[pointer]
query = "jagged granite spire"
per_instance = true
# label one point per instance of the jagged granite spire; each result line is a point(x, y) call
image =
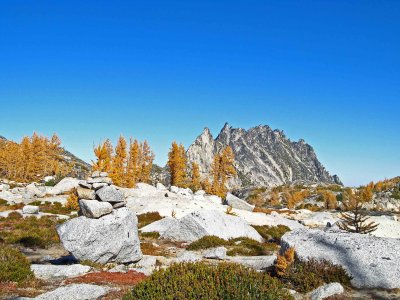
point(264, 157)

####

Could you express every line of the rows above as a JSON list of strings, one string per line, with blank lines skipped and the pictures left out?

[
  "[pointer]",
  "query = \"jagged granite spire\"",
  "per_instance = true",
  "# label one point per instance of the jagged granite spire; each result line is a point(x, y) call",
  "image =",
  "point(264, 157)"
]